(Rows of an object-pointing dataset)
_____

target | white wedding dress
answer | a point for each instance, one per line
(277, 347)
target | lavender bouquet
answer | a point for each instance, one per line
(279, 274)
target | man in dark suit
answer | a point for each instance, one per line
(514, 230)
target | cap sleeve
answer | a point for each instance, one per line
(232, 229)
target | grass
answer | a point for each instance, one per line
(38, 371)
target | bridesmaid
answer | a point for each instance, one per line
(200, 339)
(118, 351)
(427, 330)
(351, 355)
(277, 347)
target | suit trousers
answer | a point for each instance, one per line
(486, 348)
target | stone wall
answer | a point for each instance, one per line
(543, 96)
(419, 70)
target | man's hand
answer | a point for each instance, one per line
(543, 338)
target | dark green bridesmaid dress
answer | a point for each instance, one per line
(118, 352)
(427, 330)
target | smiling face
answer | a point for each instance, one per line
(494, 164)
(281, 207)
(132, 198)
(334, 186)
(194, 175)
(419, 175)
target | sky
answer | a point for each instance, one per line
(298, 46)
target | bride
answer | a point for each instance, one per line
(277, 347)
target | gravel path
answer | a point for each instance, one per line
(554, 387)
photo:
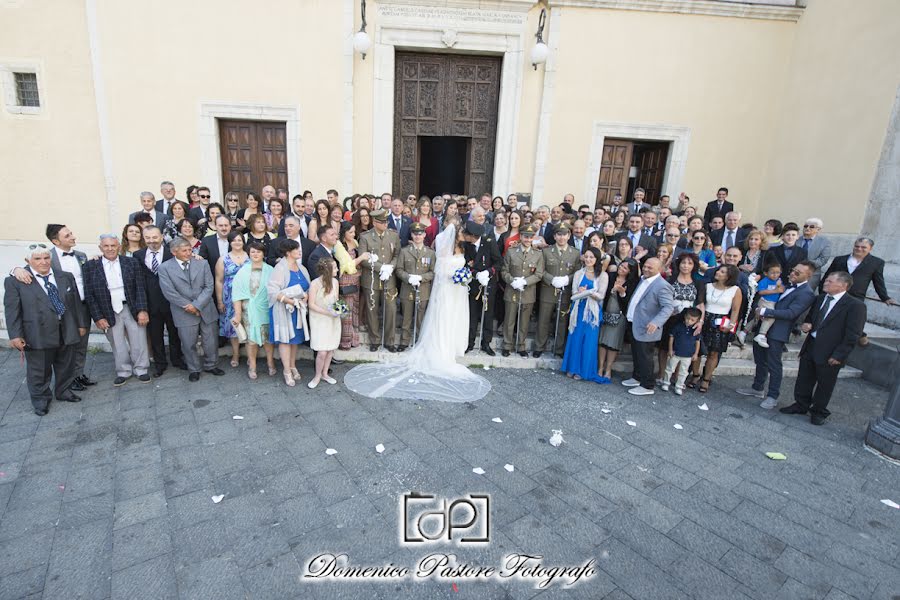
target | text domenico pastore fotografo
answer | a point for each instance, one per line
(327, 566)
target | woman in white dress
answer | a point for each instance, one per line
(324, 321)
(429, 370)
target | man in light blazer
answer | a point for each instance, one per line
(148, 202)
(44, 321)
(188, 286)
(796, 299)
(833, 327)
(651, 306)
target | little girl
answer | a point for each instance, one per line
(324, 320)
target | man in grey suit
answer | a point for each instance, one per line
(148, 203)
(650, 307)
(188, 286)
(44, 322)
(64, 257)
(818, 248)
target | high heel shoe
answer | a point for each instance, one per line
(289, 379)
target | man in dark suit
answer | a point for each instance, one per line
(398, 222)
(148, 202)
(718, 207)
(864, 268)
(796, 299)
(291, 232)
(188, 286)
(731, 235)
(213, 247)
(114, 289)
(45, 322)
(483, 259)
(834, 325)
(150, 259)
(637, 236)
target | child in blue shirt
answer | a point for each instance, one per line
(769, 290)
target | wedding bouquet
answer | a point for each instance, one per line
(340, 308)
(462, 276)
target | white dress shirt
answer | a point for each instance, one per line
(113, 271)
(70, 264)
(642, 288)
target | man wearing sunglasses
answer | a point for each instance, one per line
(46, 323)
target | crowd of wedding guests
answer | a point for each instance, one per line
(270, 273)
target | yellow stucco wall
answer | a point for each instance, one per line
(836, 103)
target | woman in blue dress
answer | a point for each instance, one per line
(288, 325)
(585, 316)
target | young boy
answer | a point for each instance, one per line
(684, 347)
(769, 290)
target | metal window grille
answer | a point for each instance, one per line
(26, 89)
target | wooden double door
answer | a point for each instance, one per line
(648, 159)
(254, 154)
(445, 123)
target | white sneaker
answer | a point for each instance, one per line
(641, 391)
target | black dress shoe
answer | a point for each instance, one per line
(794, 409)
(85, 380)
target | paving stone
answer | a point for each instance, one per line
(153, 579)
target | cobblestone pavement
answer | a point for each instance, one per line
(112, 497)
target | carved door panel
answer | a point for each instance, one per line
(445, 95)
(254, 154)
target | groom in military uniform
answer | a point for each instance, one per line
(415, 269)
(377, 280)
(560, 262)
(523, 268)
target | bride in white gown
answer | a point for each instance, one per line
(429, 369)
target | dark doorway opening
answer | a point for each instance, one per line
(443, 164)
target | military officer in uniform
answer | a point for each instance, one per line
(523, 268)
(415, 269)
(560, 262)
(377, 280)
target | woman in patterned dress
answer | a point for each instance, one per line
(226, 268)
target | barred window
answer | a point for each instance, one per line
(26, 89)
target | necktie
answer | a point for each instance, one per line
(53, 294)
(822, 312)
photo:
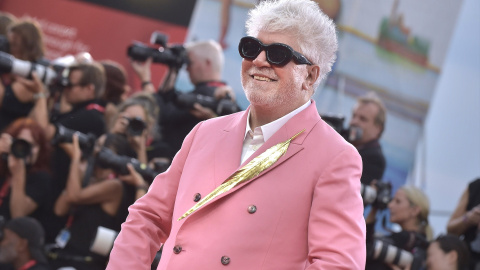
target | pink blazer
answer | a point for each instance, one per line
(304, 212)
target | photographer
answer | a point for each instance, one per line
(24, 177)
(205, 64)
(135, 122)
(25, 42)
(21, 245)
(365, 129)
(85, 86)
(88, 207)
(409, 209)
(116, 88)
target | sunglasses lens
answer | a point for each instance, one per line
(250, 48)
(278, 55)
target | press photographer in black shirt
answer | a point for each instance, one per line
(364, 132)
(179, 111)
(85, 86)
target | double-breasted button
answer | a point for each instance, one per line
(197, 197)
(225, 260)
(177, 249)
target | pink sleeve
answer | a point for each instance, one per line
(150, 217)
(336, 229)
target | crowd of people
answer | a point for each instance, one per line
(79, 158)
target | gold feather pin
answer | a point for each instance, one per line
(247, 172)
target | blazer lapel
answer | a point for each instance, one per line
(224, 167)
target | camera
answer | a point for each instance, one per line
(65, 135)
(106, 158)
(379, 197)
(411, 251)
(388, 253)
(174, 56)
(19, 149)
(220, 107)
(135, 126)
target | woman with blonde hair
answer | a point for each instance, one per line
(409, 208)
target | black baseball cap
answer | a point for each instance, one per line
(30, 229)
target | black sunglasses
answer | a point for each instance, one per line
(278, 54)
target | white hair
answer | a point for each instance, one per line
(303, 19)
(210, 50)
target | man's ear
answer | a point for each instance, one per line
(90, 90)
(313, 72)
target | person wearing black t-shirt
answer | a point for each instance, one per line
(24, 181)
(21, 247)
(365, 129)
(176, 119)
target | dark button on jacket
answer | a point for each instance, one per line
(225, 260)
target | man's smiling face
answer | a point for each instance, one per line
(270, 86)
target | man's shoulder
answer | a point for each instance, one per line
(224, 120)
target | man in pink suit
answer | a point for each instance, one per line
(301, 209)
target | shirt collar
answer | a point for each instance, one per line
(269, 129)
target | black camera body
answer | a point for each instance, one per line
(65, 135)
(413, 250)
(220, 107)
(174, 56)
(106, 158)
(135, 126)
(19, 148)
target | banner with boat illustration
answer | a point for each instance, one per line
(395, 48)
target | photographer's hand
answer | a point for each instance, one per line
(142, 69)
(201, 112)
(73, 149)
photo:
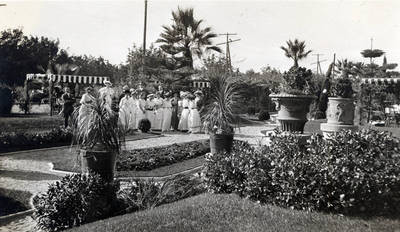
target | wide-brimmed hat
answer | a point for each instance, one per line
(107, 82)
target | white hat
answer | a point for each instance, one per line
(107, 82)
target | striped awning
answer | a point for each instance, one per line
(380, 80)
(67, 78)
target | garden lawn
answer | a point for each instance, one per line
(210, 212)
(30, 123)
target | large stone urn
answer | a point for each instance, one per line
(292, 111)
(340, 115)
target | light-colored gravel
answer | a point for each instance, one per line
(251, 134)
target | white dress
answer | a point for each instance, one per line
(194, 117)
(124, 115)
(183, 121)
(107, 94)
(134, 111)
(158, 113)
(84, 109)
(167, 115)
(150, 112)
(141, 111)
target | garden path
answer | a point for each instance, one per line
(8, 163)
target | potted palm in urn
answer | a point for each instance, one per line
(340, 111)
(99, 137)
(294, 100)
(219, 119)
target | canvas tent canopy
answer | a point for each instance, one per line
(59, 78)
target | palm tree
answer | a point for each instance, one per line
(296, 51)
(185, 38)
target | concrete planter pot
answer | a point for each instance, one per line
(292, 111)
(340, 115)
(97, 161)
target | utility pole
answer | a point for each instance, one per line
(228, 52)
(144, 38)
(318, 63)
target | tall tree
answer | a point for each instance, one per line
(185, 38)
(296, 50)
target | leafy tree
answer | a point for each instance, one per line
(185, 38)
(21, 54)
(296, 50)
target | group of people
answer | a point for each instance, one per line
(166, 111)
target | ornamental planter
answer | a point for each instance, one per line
(221, 143)
(99, 161)
(340, 115)
(292, 111)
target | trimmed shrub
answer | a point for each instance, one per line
(144, 125)
(154, 157)
(263, 115)
(227, 172)
(350, 173)
(6, 99)
(75, 200)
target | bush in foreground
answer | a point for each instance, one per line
(75, 200)
(351, 172)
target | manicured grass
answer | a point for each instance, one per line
(30, 123)
(210, 212)
(13, 201)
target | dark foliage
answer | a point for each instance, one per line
(144, 125)
(75, 200)
(351, 173)
(6, 99)
(150, 158)
(263, 115)
(297, 80)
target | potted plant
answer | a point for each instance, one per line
(219, 119)
(340, 111)
(293, 101)
(99, 137)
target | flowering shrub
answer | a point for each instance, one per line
(150, 158)
(351, 172)
(75, 200)
(144, 125)
(59, 135)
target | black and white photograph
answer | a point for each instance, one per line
(199, 115)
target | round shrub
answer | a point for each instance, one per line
(7, 100)
(144, 125)
(263, 115)
(73, 201)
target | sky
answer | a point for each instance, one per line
(108, 28)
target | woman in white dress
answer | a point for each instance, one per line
(124, 115)
(158, 112)
(167, 114)
(150, 109)
(141, 108)
(183, 121)
(133, 108)
(84, 109)
(194, 116)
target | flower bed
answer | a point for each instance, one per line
(151, 158)
(20, 141)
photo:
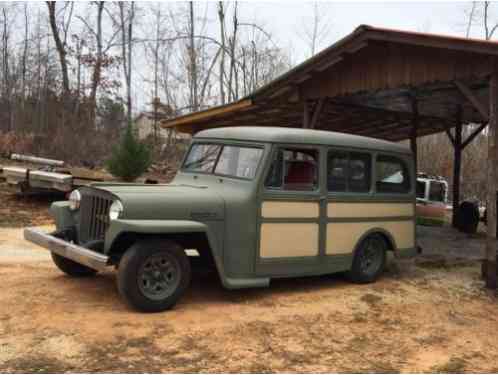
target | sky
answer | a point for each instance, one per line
(285, 20)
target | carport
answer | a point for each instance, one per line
(389, 84)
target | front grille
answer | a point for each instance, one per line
(94, 211)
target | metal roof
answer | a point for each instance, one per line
(369, 81)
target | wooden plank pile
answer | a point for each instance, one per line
(50, 176)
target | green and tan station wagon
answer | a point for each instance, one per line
(255, 203)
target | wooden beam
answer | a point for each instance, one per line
(470, 96)
(413, 135)
(471, 137)
(457, 165)
(207, 114)
(306, 115)
(490, 262)
(328, 64)
(316, 113)
(450, 136)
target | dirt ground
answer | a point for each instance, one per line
(426, 315)
(421, 316)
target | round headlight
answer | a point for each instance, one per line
(74, 200)
(115, 210)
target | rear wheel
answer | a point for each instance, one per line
(71, 267)
(153, 275)
(369, 260)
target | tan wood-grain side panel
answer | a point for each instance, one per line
(343, 237)
(283, 209)
(348, 210)
(280, 240)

_____

• _Required work_
Write out the data exactly from the line containing "target | potted plant" down to the end of the data, including both ends. Leave the pictures out of your copy.

• _Complete answer_
target | potted plant
answer | a point for each instance, one per line
(219, 119)
(340, 111)
(293, 101)
(99, 137)
target | flowering shrub
answer | a point for each instance, one per line
(150, 158)
(351, 172)
(75, 200)
(144, 125)
(59, 135)
target | black and white photograph
answer | a point for each instance, one per line
(199, 115)
target | round shrub
answer | a point for each instance, one per line
(7, 100)
(144, 125)
(263, 115)
(73, 201)
target | sky
answer | a point for each instance, one per line
(108, 28)
target | woman in white dress
answer | a point for each instance, one per line
(124, 115)
(158, 112)
(167, 114)
(150, 109)
(141, 108)
(183, 121)
(133, 108)
(84, 109)
(194, 116)
target | flower bed
answer | a point for each instance, one per line
(151, 158)
(20, 141)
photo:
target | sky
answer | a point for each instance, one per line
(285, 20)
target | carport
answer | a point for each instance, one per line
(389, 84)
target | front grille
answer | a point for each instance, one per line
(94, 211)
target | metal roof
answer | a point for each instance, one per line
(369, 81)
target | wooden plank pile
answer | a point for each instance, one per line
(50, 176)
target | green and tan station wagon
answer | a point for each instance, one per line
(255, 203)
target | wooden beam
answer | a point for each instance, one per line
(470, 96)
(413, 135)
(471, 137)
(457, 165)
(207, 114)
(306, 115)
(490, 262)
(328, 64)
(316, 113)
(450, 136)
target | dirt ground
answer | a point for each instance, one per line
(426, 315)
(421, 316)
target | round headlight
answer | a point for each instance, one per line
(74, 200)
(115, 210)
target | rear wheel
answer | a point for each instance, one per line
(71, 267)
(153, 275)
(369, 260)
target | tan wood-grain side panel
answer | a point for each instance, one per line
(343, 237)
(283, 209)
(348, 210)
(280, 240)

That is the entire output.